• Given exercise: Quote exactly the lines from the one with "the white ceiling" to the end of the data, both included; omit the pictures.

======== Extracted records

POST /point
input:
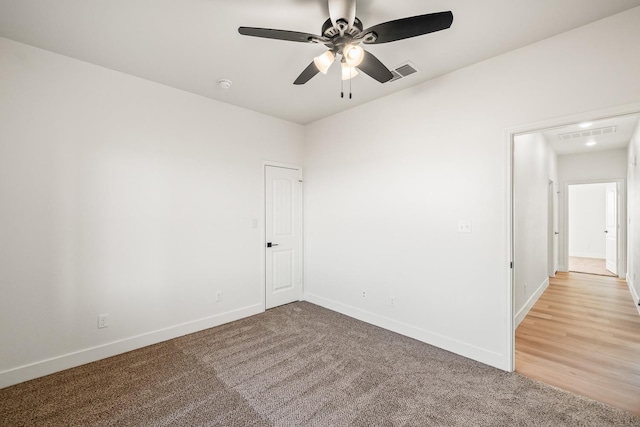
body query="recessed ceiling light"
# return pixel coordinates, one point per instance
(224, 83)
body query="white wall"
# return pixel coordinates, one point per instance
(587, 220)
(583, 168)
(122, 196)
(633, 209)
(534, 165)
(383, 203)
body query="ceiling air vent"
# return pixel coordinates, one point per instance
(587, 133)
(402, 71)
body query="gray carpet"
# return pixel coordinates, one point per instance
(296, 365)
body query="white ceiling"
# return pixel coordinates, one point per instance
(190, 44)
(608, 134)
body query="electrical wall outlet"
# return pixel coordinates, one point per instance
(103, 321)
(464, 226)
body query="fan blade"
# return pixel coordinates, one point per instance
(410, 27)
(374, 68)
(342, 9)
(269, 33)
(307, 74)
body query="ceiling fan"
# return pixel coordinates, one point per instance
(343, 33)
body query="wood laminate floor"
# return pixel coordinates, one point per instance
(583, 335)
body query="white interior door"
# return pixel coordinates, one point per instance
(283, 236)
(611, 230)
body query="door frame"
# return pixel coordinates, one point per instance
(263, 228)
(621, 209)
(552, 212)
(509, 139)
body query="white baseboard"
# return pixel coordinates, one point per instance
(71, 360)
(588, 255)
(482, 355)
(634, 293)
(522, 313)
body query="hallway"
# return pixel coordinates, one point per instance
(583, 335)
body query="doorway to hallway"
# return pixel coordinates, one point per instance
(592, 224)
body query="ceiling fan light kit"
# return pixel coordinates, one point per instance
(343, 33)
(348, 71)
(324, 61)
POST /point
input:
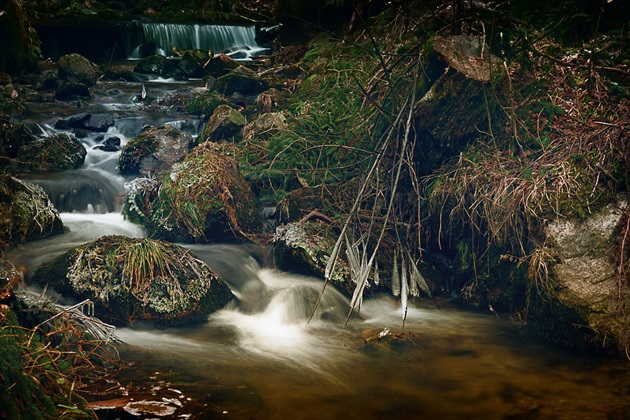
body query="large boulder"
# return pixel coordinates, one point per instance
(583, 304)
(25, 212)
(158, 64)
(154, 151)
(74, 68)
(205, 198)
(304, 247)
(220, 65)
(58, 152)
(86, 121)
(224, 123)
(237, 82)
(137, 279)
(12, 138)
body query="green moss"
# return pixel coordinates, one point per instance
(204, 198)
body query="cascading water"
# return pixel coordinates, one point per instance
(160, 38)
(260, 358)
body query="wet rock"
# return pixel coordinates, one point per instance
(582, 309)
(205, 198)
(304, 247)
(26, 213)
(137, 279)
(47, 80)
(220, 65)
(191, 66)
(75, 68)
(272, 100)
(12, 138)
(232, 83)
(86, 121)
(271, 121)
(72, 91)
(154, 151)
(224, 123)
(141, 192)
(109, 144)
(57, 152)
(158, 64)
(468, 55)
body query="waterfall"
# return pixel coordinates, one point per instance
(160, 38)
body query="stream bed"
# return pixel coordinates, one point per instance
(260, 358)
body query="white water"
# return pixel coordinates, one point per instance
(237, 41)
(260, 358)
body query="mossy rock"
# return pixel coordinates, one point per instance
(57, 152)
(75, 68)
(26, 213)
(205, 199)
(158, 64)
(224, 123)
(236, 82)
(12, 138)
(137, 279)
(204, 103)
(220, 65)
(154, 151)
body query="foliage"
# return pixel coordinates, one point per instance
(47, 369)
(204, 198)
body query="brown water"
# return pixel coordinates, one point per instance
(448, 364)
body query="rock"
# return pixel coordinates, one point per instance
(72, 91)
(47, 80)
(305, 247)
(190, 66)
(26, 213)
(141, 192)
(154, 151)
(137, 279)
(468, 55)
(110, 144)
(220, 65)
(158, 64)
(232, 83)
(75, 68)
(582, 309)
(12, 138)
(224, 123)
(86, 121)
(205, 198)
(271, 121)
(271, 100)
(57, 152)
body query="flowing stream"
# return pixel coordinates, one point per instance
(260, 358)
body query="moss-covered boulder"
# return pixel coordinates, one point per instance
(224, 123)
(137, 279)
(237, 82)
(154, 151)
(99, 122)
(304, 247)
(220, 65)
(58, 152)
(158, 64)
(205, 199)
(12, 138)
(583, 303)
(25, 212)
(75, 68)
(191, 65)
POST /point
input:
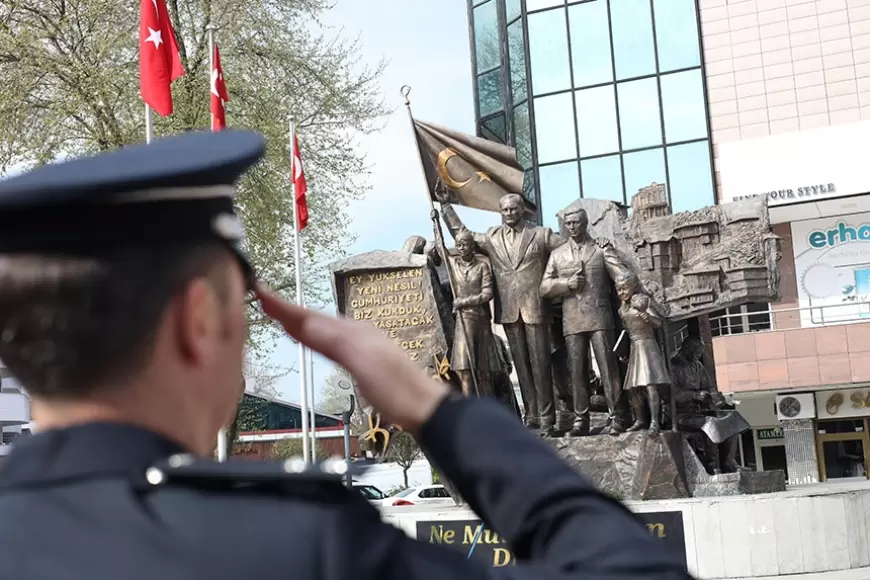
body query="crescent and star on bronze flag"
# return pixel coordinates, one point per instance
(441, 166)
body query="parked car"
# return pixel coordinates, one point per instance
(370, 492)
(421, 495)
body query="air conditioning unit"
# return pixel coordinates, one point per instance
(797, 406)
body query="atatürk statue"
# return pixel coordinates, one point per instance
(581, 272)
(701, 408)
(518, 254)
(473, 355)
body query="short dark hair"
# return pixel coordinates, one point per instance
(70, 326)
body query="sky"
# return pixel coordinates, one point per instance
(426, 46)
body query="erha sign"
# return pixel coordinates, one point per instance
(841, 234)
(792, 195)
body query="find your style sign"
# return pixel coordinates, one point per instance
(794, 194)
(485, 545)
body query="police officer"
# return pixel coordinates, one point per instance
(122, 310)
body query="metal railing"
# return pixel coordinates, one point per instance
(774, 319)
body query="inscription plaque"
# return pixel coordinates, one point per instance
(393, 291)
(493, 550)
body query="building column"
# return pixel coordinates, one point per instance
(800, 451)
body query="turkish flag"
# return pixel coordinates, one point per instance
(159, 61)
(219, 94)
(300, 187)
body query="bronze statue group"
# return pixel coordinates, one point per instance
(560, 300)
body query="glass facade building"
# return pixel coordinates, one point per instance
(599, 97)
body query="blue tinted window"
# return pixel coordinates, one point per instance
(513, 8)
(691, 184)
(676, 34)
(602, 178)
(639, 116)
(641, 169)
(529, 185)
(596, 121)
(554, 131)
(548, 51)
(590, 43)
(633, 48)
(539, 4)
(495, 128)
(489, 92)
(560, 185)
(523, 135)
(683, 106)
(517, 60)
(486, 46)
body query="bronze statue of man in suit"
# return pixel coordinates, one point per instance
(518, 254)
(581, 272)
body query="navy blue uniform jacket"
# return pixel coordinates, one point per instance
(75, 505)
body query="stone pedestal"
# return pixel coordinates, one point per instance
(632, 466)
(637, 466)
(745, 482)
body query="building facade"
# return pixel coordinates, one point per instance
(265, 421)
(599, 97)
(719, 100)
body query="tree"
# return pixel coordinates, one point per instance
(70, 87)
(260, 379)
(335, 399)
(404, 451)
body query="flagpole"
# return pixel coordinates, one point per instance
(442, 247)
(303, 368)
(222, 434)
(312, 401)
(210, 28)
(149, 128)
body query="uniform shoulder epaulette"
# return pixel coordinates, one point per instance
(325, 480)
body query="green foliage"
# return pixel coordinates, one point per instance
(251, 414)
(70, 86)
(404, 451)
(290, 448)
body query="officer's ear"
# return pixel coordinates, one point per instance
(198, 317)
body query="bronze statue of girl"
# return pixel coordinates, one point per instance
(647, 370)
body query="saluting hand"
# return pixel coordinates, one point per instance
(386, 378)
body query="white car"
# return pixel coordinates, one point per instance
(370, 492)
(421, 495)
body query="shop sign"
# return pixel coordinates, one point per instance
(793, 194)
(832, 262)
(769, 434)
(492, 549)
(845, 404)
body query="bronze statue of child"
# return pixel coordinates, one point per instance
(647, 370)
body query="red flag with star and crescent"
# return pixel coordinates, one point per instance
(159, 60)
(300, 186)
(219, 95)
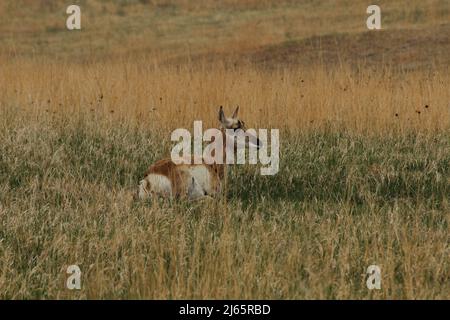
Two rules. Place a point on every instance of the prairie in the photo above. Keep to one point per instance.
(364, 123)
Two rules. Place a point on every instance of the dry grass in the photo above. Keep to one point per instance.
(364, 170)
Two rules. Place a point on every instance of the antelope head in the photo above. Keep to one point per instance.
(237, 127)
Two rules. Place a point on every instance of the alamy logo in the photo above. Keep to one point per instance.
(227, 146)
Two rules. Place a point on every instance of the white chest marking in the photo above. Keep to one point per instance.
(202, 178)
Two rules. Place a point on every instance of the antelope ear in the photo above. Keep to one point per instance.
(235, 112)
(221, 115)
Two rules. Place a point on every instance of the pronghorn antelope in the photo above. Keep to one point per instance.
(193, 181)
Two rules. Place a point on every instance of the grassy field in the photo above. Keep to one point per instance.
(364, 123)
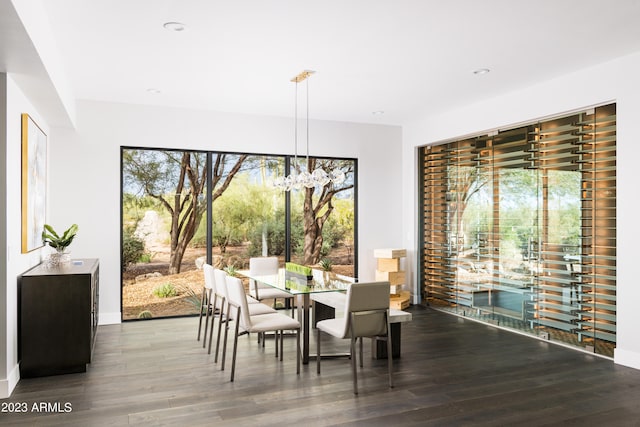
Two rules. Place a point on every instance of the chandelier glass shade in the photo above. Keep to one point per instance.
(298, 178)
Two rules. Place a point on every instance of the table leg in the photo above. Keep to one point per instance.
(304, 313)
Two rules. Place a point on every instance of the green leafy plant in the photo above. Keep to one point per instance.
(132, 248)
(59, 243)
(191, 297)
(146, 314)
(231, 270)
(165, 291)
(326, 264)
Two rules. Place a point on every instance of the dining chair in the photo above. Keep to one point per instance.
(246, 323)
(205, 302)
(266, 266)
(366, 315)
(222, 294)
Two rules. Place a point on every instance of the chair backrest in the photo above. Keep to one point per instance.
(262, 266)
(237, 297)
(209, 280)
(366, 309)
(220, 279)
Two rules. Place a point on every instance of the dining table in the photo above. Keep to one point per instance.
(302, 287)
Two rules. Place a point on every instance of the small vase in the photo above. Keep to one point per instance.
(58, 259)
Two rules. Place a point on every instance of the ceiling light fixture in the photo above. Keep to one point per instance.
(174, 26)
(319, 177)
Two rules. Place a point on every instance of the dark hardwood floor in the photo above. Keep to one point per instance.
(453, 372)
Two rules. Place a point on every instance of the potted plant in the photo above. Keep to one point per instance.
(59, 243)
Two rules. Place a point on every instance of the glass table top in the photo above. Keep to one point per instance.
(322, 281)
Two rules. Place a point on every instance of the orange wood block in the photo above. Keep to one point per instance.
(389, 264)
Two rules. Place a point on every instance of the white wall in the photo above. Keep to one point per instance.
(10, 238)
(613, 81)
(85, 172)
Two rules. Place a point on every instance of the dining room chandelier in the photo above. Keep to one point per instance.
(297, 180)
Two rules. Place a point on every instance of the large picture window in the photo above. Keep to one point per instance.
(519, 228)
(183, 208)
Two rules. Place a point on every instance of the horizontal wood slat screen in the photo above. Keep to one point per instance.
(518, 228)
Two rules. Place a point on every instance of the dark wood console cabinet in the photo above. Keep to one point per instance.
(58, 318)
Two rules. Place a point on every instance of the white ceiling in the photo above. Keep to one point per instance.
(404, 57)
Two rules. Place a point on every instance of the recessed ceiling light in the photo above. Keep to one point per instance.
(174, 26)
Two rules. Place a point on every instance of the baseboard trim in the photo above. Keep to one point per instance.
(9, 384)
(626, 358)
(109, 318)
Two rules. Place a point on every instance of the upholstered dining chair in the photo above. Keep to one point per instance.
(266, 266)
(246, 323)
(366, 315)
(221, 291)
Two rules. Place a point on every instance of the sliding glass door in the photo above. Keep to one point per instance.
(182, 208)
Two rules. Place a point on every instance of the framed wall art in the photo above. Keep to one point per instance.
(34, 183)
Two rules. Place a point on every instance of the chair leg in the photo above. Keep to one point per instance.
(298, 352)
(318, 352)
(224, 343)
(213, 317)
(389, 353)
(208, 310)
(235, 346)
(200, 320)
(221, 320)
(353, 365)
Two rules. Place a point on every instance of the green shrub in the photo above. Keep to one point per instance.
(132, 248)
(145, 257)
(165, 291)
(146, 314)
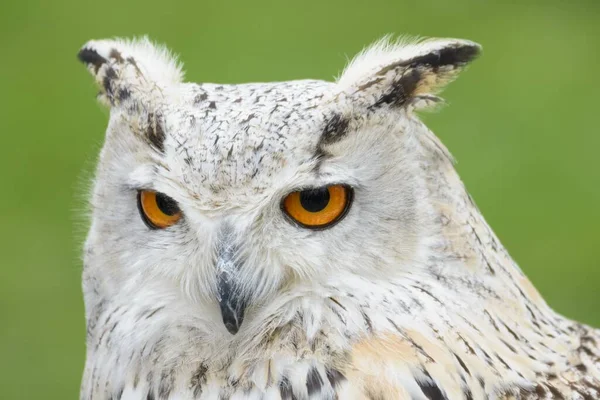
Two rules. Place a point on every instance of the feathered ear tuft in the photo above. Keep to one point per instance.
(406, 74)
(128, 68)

================

• Expected answer:
Two rules. Place a point on every instance of the white ceiling in the photo above. Keep to one point per instance.
(404, 57)
Two rules. Place a point on every instance of the recessed ceiling light in the photo above. Keep to one point per instance.
(174, 26)
Two rules. Place a point on every instance of the baseboard trim in the photo above. Keep to one point per instance.
(9, 384)
(626, 358)
(109, 318)
Two rules. Place a point on every instance of the upholstered dining chair in the photo above. Keep to one point per instance.
(266, 266)
(246, 323)
(366, 315)
(221, 291)
Two rules. Place a point on every instance of the sliding glass door in the photo above. Keep to one point per instance.
(182, 208)
Two rules. Place a point on every instance of the framed wall art in the photo above. Keep to one point per instance.
(34, 183)
Two rules. Place a point on every instance of the chair leg in the photo above. Keep to one point per instance.
(298, 352)
(318, 352)
(224, 343)
(213, 317)
(389, 353)
(208, 310)
(235, 346)
(200, 320)
(221, 320)
(353, 365)
Two rules. Place a point on every instance of the green shrub in the photo above. Keep to one point per instance.
(132, 248)
(145, 257)
(165, 291)
(146, 314)
Two rules. Place a point on every instance of the feathered ear tuft in the photo above. Keep to one point per instance.
(406, 74)
(128, 68)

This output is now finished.